Passage to read:
#####

Introduction
============

This directory contains a set of prototype tools for inspecting and analyzing Streamline captures from the command-line. In particular the tool `analyze_capture` is provided which can be used to process Streamline captures and generate reports for the sampled functions and call paths. These tools are based on a new processing implementation that provides faster analysis than the current Streamline UI. They provide new features such as the ability to render per-function metrics and improved SPE derived metrics.

What are function attributed metrics?
-------------------------------------

Traditionally Streamline has supported two modes of sample based profiling; periodic sampling and event-based sampling. Periodic sampling provides a view of the profiled application, showing where time is commonly spent, but does not provide a means to identify why time is spent there or whether that time is being utilized efficiently. In contrast, event-based sampling allows the identification of regions of code that commonly trigger some event, but often lack the context necessary to judge the impact of that event on the overall performance of the application. Consider for example a function that is identified using event-based sampling as having a high number of cache misses; is this a cause for concern and should effort be spent optimizing that function? On the one hand, poor cache utilization is a common cause of performance bottlenecks, on the other hand the application may be compute bound and only a small fraction of its overall time is spent in this function. Equally this could be the core loop of the application, and though the number of cache misses is high, when compared to the number of cache accesses, the overall miss-rate is low.

Function attributed metrics provide a means to combine periodic sampling with a set of performance metrics that can be attributed to individual functions. This approach allows the identification of the most commonly used functions within an application, and for each provides a range of metrics that can be used to identify different CPU performance bottlenecks. Given the previous example, it is possible to identify both the percentage of overall time spent in the function and the significance of the cache miss (and many other) events.


Prerequisites
=============

For best results, it is recommended to use the provided Linux kernel patches, which modify the behavior of the Linux perf API to better support collecting function attributed metrics with the Arm PMU on 64-bit Arm architectures. Without these patches it is still possible to collect metrics, but with greater overhead and increased performance impact on the target application.

With the full set of patches applied it is possible to collect performance metrics for:

  * The whole system (system-wide mode).
  * Single threaded applications.
  * Multi-threaded applications and applications that spawn child processes.

Without the patches the following issues may be encountered:

  * Profiling relies on high frequency sampling which significantly increases capture size, particularly for system-wide captures.
    High frequency sampling requires switching from user to kernel mode and consequently has a significant impact on branch prediction and cache locality. Typically this manifests as related metrics being scaled such bad values look worse.

#####

The tasks:
1) Using the Streamline command-line tools introduction above, explain in one to three sentences why high frequency sampling hurts branch prediction and cache locality when the kernel patches are missing.
2) According to the Streamline tools introduction, which tool processes Streamline captures and generates reports for the sampled functions and call paths?
3) Carry on the Streamline tools introduction from its last sentence, keeping its style.

Source data:
#####

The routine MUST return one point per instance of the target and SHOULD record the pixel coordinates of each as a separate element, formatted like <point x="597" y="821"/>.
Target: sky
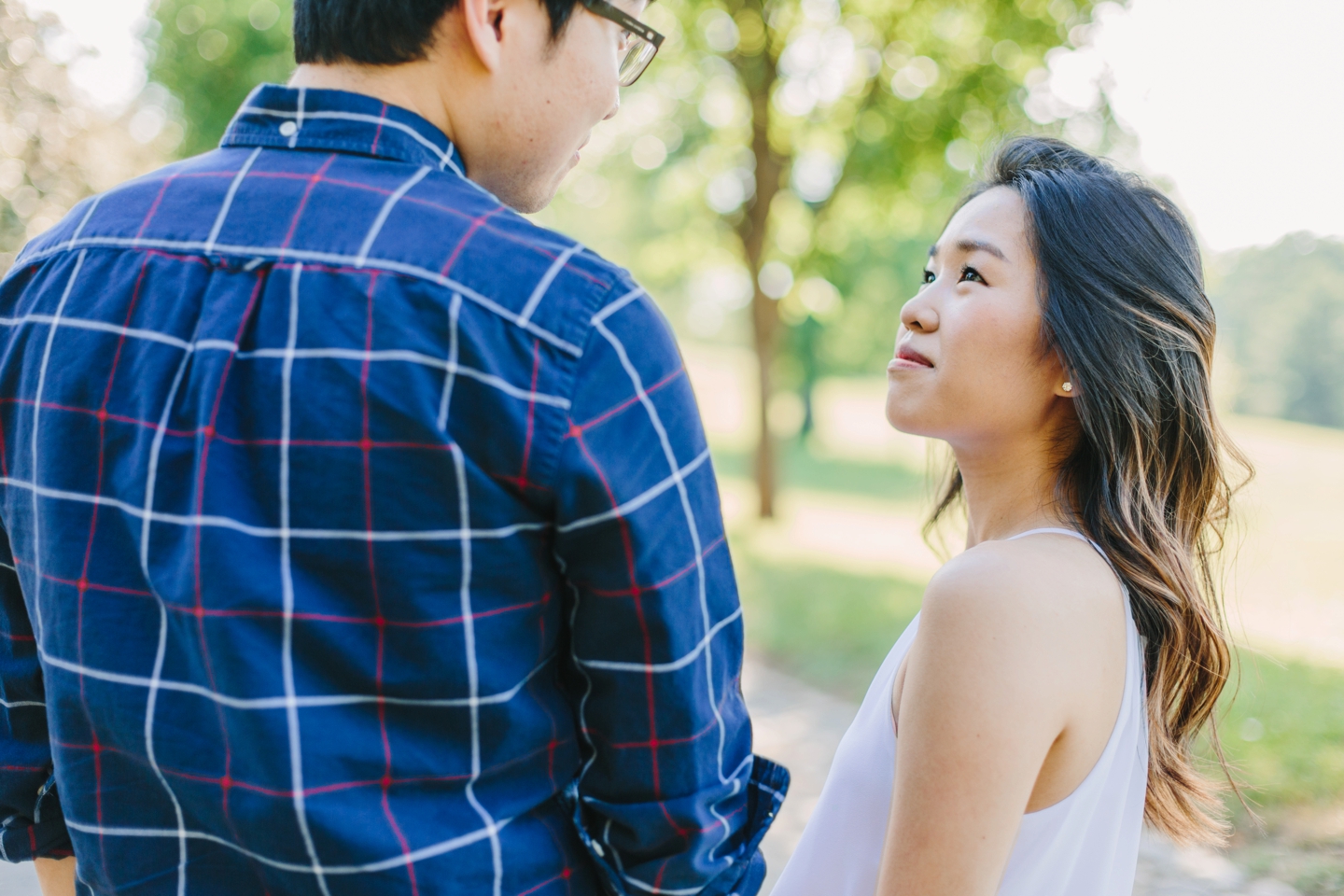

#####

Outputs in order:
1) High frequency sampling requires switching from user mode to kernel mode. That switching has a significant impact on branch prediction and cache locality.

2) The `analyze_capture` tool.

3)
  * It is not possible to profile multi-threaded or multi-process applications other than by using system-wide mode, or by using the `--inherit poll` option of the collection agent (`gatord`).
    When polling is used, it is possible for short-lived threads/processes to be missed. There is also an increased chance that `gatord` will hit its file-descriptor resource limit causing the capture to be aborted.
    Using system-wide mode is recommended over `--inherit poll`, which should only be used for small applications with a limited number of threads.


Capturing Metrics with Streamline
=================================

For full details of how to connect to, configure and then capture from an Arm-based Linux or Android target, refer to the [Streamline User Guide] as well as the [Android Target Setup Guide] and [Linux Target Setup Guide].

Function attributed metrics are configurable, along side other performance counters in the Counter Configuration dialog within the UI. Refer to [Custom Counter Configuration] for specific details. These metrics will *not* be exposed for selection unless an appropriate mode of operation is selected; specifically they are not supported in application profiling mode when `--inherit yes` (which is the default) is specified to `gatord`.

To configure the set of metric and other performance counters, first start `gatord` on the target device according to the preferred mode of operation. For example:

  * To make a system-wide capture:

    `./gatord -S yes`

  * To profile a single threaded application:

    `./gatord -I no -A some-application app-args...`

  * To profile a multi-threaded or multi-process application using the provided kernel patches:

    `./gatord -I experimental -A some-application app-args...`

  * Or, without the provided kernel patches, using polling mode:

    `./gatord -I poll -A some-application app-args...`

*Note:* Gatord supports many different options. Refer to `./gatord --help` or the appropriate section in the Target Setup guides for a full list of configuration options.

Once the capture agent is started you may connect to it using the UI. Select the `TCP` option on the `Start` view. If the device is an Android device, connected by USB, and the `adb` daemon is correctly configured or available in the PATH, then the device should appear automatically in the device list. Likewise if the device is a Linux device and is available on the same subnet. Otherwise enter the device's host name or IP address (and optional `:port` suffix if modified from the default) in the provided text box and select the `Select counters` option to bring up the `Counter Configuration` dialog.

Use the provided filter to search for the word `metric` or scroll the list of available data sources and select the items you are interested in.

Full instructions can be found under [Starting a capture].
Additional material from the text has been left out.